Havre de Grace and Perryville are on the road to becoming a link in a major bike trail that would take cyclists from Calais, Maine, to Key West, Fla.
Signage for the planned 2,900-mile East Coast Greenway is reaching Delaware, and Havre de Grace city leaders announced Monday that Greenway organizers told them signs would eventually be coming to their town.
All funding would be covered by East Coast Greenway Alliance, which is based in Durham, N.C., Havre de Grace tourism manager Brigitte Peters said.
The project could bring even more visibility to the Susquehanna River region, on top of a new system of tourism signs by Maryland's State Highway Administration that will promote tourist stops, historic sites and other local attractions.
That system, called the Tourist Area and Corridor Signing Program, would lead drivers on I-95 and other major highways to attractions and is set to be completed by 2016, Peters said.
"It's very complementary of our situation," Peters said of the Greenway and Tourist Area and Corridor signage, which would be two different systems of signs.
"Technically, we are in a great position now, where all of our signage is going to be cleaned up," she said.
Nearly 30 percent of the massive planned trail system is "on traffic-free greenways, creating safe, accessible routes for people of all ages and abilities," according to the Greenway Alliance's website.
The section proposed for Havre de Grace would take cyclists from the Route 40 bridge through the waterfront, down St. John Street to Tydings Park and around Revolution Street before heading west through Chapel Road, Canvasback Drive and along Level Road.
A bike lane on the Hatem Bridge is a major project for the Greenway Alliance, and the organization has gotten 8,945 signatures on a petition on Change.org to ensure the new bridge planned by Amtrak will accommodate cyclists and pedestrians.
The Alliance is leading the Susquehanna Safe Crossing Coalition to push for such a connection.
"Help us overcome one of our biggest challenges, the Susquehanna River crossing in Maryland!" the Alliance states on its website.
The petition notes that "in the state of Maryland, there is no safe way to cross the Susquehanna on foot or by bike" and the "closest safe crossing is in Pennsylvania, over 42 miles upstream from Havre de Grace."
The Maryland route envisions cyclists entering at Newark, Del., and heading west to Perryville, around the point at Perry Point VA Medical Center.
"Continuing west beyond the Susquehanna, travelers cross rural Harford County to Monkton and the first designated trail segment – the Torrey C. Brown Rail Trail [NCO]," the website reads.
Harford County spokesperson Cindy Mumby said the Greenway is expected to pass through state roads in the county but she did not know more about when the signs might come in.
Peters hopes the Greenway, if it makes it across the water, will especially help bring more people between the ages of 25 and 40 to town.
"That is a strong demographic we want to see pulled into the city," she said, adding bike routes and rails-to-trails systems can have a powerful tourist impact.
"I have done these routes and I have done this traveling, through St. Michaels, and it's definitely an economic impact," she said. "They bring these riders into a small town. They will stop, they will have coffee, they will see the attractions."

_ _ _

§ **PROBLEMS TO SOLVE**
1. Answer these from the Greenway article:
(a) Where is the East Coast Greenway Alliance based?
(b) By what year is the Tourist Area and Corridor Signing Program set to be completed?
(c) How many signatures has the Alliance's petition on Change.org gotten?
2. Reproduce everything in the Greenway article from "The Maryland route" down to "40 to town.", word for word.

_ _ _

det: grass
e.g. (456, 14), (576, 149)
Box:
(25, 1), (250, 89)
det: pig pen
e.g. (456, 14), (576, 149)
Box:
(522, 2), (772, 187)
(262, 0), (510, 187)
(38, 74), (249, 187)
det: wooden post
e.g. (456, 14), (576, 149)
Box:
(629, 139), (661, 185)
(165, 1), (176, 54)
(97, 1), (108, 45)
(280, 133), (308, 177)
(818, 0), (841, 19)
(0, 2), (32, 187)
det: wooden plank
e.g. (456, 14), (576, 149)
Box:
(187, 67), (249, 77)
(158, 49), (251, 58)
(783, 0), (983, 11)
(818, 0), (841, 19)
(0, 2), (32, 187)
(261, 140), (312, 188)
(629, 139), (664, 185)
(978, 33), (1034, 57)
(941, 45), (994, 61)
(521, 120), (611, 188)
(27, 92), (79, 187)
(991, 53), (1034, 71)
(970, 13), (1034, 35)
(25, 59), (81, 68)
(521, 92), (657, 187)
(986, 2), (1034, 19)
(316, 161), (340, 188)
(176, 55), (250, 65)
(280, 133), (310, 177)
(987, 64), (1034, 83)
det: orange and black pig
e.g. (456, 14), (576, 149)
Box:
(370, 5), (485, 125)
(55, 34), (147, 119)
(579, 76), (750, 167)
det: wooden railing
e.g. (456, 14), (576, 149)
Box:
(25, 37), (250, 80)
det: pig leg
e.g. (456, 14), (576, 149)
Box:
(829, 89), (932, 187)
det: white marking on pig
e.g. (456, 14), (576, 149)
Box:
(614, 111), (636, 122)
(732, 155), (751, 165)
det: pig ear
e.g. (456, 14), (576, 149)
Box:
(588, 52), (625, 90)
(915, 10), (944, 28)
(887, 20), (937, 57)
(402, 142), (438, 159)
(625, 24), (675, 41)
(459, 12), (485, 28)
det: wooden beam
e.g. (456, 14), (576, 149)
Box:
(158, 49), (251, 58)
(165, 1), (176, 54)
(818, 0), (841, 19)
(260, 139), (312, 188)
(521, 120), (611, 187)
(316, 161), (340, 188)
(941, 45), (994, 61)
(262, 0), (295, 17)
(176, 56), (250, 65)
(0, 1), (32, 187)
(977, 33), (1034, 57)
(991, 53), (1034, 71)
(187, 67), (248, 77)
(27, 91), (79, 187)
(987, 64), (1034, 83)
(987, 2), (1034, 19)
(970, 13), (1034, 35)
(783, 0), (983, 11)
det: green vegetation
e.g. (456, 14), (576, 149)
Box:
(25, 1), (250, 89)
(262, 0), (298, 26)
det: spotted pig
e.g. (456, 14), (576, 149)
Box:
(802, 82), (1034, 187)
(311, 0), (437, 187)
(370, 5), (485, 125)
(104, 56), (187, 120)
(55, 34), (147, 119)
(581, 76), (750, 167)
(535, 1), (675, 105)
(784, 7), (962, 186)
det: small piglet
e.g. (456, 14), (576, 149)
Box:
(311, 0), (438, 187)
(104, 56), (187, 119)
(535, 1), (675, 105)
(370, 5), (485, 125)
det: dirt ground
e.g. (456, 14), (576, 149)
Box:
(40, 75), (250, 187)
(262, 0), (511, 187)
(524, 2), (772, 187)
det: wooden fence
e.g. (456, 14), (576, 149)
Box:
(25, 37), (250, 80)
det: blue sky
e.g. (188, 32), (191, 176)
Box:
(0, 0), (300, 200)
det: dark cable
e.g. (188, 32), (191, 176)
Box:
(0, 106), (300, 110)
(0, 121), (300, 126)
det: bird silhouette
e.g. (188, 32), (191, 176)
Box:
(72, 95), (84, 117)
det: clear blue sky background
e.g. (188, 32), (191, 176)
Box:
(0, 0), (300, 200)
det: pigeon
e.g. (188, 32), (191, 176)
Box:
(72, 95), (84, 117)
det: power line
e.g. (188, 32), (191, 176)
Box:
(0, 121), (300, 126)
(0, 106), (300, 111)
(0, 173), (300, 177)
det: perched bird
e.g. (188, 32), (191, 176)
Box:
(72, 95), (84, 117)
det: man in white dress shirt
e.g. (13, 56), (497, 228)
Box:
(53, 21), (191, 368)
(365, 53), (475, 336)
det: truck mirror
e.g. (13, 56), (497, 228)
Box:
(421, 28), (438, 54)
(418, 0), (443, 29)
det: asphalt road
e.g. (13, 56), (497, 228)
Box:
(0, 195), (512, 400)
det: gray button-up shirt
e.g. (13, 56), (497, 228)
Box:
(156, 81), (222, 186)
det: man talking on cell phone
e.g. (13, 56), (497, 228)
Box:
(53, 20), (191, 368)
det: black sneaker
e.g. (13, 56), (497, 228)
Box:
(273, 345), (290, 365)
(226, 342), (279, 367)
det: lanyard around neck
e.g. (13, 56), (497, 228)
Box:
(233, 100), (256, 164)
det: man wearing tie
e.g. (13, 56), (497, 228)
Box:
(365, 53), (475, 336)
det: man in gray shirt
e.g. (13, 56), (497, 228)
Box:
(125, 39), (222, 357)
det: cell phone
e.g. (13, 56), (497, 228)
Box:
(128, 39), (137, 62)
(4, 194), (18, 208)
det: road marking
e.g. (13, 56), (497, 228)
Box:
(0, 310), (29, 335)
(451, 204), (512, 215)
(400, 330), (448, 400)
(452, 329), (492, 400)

_ _ _

§ **RESPONSES PER TASK**
1.
(a) Durham, N.C.
(b) 2016
(c) 8,945

2.
The Maryland route envisions cyclists entering at Newark, Del., and heading west to Perryville, around the point at Perry Point VA Medical Center.
"Continuing west beyond the Susquehanna, travelers cross rural Harford County to Monkton and the first designated trail segment – the Torrey C. Brown Rail Trail [NCO]," the website reads.
Harford County spokesperson Cindy Mumby said the Greenway is expected to pass through state roads in the county but she did not know more about when the signs might come in.
Peters hopes the Greenway, if it makes it across the water, will especially help bring more people between the ages of 25 and 40 to town.